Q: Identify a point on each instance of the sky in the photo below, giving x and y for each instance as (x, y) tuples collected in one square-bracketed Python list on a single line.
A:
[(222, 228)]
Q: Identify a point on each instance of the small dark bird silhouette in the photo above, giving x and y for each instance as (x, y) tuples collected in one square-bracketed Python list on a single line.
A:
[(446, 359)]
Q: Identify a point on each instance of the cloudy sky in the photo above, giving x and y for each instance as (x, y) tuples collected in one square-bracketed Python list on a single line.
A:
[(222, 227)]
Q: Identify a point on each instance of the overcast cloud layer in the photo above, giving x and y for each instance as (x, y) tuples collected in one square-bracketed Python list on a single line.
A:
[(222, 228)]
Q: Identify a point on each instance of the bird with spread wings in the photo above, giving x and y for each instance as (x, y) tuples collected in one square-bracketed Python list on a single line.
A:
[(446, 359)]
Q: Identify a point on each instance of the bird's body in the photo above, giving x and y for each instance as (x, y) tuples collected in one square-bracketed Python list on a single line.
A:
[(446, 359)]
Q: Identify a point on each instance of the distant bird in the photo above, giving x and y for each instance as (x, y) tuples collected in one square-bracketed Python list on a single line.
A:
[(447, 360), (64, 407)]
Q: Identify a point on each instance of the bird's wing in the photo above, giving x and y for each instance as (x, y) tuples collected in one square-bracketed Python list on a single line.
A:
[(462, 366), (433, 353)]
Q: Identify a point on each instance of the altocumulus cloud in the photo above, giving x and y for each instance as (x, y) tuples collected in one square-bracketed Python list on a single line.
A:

==

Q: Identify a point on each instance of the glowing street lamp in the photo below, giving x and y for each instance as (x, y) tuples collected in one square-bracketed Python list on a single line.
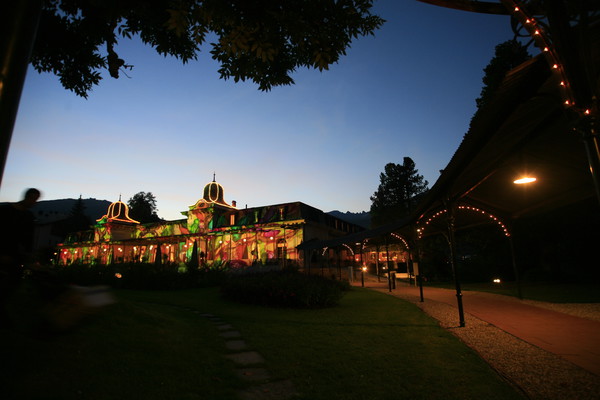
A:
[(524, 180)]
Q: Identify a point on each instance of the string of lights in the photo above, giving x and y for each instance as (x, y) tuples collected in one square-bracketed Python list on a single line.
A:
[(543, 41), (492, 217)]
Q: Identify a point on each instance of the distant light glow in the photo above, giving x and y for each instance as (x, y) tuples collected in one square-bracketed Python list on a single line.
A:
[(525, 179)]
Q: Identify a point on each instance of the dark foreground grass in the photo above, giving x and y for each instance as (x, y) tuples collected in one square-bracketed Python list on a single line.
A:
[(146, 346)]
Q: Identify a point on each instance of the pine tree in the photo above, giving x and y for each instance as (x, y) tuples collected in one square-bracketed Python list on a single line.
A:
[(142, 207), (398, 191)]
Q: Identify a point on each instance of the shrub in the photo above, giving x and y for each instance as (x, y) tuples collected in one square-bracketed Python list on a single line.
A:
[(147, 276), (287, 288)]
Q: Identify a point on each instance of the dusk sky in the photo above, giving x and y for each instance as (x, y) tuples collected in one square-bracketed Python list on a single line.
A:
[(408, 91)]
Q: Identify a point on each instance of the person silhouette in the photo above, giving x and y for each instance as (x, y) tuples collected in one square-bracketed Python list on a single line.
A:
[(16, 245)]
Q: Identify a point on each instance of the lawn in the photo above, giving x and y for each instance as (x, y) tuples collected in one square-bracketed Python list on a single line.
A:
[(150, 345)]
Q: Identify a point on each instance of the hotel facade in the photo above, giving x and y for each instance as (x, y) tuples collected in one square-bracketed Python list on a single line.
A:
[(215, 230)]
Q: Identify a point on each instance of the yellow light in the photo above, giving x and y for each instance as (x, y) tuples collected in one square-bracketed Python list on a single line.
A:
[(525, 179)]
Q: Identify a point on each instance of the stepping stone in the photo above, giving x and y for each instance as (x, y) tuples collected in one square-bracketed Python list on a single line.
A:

» **Requirement**
Extract each line of the records above that contains the word "distant", reproducing every such line in full.

» **Reply to the task**
Q: Identify a point on each instance of the distant bird in the photo above, giving x and y for each instance as (x, y) tuples collected in one square-bracketed Python list on a single line.
Q: Identify a point on each instance of the distant light glow in the photo above, giving x and y for each instance as (x, y) tuples collected in one square-bracketed Python list on a single line.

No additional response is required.